Given passage.

########################################

Teach for what? Troubling questions surround the TFA model

November 14, 2012

For most students, landing a highly competitive and coveted job is a momentous occasion, complete with the obligatory call home to Mom, a boozy celebration with friends, and the immense relief that you won’t be living under an overpass after all. But for one student in my Democracy and Education class, acceptance into Teach for America was met only with a dismissive shrug, and she subsequently turned them down.

Now, it’s not that the program isn’t prestigious enough. TFA accepts only about 10 percent of students who apply, and she would be following a path well trodden by previous Hoyas, as Georgetown ranks third in TFA recruits for a school of its size. It’s not that she doesn’t want to be a teacher either, and it’s not that she doesn’t want to teach disadvantaged students. Her problem with the program runs deeper.

“I just don’t agree with their model,” she told me.

The model she referred to is Teach for America’s training program for new recruits, and I stand firmly with her judgment. The program consists of a five-week teacher bootcamp where hundreds of starry-eyed 22-year-olds fresh out of their graduation gowns are supposed to learn not only how to teach, but how to teach the most disadvantaged, challenging student populations in the country. Then they’re plopped down in classrooms from Anacostia to Appalachia with the expectation that their raw intellect and youthful drive will allow them to prop up the most troubled schools and inspire the most educationally-deprived students to academic success.

########################################

Work to do.
1/ Could you rewrite the passage on Teach for America between "Now, it’s not" and "she told me.", inclusive, changing "prestigious" to "selective"?
2/ According to the passage on Teach for America, what things come with landing a highly competitive job for most students?

########################################

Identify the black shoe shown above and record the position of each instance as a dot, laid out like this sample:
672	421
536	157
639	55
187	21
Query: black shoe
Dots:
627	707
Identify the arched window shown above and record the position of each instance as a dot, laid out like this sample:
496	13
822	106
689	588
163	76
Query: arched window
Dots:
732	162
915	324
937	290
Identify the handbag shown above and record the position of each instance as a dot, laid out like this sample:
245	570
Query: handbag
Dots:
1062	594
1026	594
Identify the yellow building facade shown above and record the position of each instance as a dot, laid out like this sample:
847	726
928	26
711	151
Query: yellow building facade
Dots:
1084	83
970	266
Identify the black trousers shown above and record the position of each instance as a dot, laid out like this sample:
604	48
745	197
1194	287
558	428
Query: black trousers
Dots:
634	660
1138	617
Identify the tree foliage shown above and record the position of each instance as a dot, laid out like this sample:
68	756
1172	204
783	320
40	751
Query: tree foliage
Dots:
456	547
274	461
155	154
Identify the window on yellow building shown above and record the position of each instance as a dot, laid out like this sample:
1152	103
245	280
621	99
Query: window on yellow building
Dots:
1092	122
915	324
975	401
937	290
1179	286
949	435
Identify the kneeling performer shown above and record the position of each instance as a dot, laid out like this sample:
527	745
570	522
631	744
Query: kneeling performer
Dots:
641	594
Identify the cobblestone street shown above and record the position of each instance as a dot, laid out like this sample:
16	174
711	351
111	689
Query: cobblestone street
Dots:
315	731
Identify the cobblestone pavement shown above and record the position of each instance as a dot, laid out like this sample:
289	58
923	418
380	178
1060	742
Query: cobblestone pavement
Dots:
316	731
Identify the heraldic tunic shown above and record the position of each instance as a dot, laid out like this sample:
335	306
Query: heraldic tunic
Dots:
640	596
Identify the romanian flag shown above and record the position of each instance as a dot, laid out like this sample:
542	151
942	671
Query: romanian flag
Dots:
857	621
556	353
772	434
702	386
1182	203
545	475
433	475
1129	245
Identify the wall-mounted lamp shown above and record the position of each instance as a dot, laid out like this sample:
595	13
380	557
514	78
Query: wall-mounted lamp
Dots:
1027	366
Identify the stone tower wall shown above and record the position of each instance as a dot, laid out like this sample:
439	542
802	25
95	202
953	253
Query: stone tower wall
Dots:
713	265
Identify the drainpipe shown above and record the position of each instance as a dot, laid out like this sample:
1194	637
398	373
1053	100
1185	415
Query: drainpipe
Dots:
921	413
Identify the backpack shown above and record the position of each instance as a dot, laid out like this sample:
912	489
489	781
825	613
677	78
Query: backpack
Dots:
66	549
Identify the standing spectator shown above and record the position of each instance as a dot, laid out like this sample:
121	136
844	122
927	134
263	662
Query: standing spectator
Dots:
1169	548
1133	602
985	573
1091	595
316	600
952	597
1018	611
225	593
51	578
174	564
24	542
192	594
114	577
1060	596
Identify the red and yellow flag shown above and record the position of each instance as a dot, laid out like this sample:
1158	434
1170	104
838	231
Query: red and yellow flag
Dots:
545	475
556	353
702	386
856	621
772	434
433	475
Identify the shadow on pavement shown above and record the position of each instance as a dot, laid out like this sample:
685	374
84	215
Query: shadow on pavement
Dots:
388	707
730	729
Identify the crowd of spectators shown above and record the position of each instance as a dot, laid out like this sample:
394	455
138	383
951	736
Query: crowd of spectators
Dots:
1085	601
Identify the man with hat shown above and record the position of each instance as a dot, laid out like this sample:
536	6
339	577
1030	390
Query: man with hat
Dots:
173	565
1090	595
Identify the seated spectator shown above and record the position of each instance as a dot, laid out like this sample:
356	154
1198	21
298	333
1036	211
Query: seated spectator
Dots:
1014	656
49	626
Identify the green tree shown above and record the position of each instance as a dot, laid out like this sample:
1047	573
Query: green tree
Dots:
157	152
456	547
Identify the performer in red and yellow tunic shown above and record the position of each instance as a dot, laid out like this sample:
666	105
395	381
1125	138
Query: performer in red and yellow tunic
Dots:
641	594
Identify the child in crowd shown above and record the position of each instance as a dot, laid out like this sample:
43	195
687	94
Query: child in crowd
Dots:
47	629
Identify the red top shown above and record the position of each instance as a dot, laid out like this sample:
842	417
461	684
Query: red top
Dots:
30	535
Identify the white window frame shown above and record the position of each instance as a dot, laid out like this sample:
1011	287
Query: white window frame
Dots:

########################################

Answers for the tasks.
1/
Now, it’s not that the program isn’t selective enough. TFA accepts only about 10 percent of students who apply, and she would be following a path well trodden by previous Hoyas, as Georgetown ranks third in TFA recruits for a school of its size. It’s not that she doesn’t want to be a teacher either, and it’s not that she doesn’t want to teach disadvantaged students. Her problem with the program runs deeper.

“I just don’t agree with their model,” she told me.

2/
- the obligatory call home to Mom
- a boozy celebration with friends
- the immense relief that you won't be living under an overpass after all